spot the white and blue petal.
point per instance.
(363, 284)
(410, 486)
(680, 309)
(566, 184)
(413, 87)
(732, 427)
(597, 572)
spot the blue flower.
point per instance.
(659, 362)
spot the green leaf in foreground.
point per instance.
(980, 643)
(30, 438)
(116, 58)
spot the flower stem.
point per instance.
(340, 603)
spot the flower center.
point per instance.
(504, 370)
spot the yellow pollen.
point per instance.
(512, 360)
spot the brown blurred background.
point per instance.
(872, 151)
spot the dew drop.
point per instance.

→ Task goal
Copy the records above exactly.

→ Response to the task
spot the white and blue petal.
point per instance.
(363, 284)
(410, 486)
(680, 309)
(566, 184)
(413, 87)
(732, 427)
(597, 572)
spot the blue flower.
point per instance.
(659, 362)
spot the green leaf in foreground.
point per instance.
(980, 643)
(30, 438)
(116, 58)
spot the flower stem.
point per instance.
(340, 603)
spot the flower center.
point per instance.
(504, 370)
spot the yellow pollen.
point per instance.
(512, 360)
spot the brown blurred background.
point per instance.
(872, 151)
spot the dew drop.
point per instance.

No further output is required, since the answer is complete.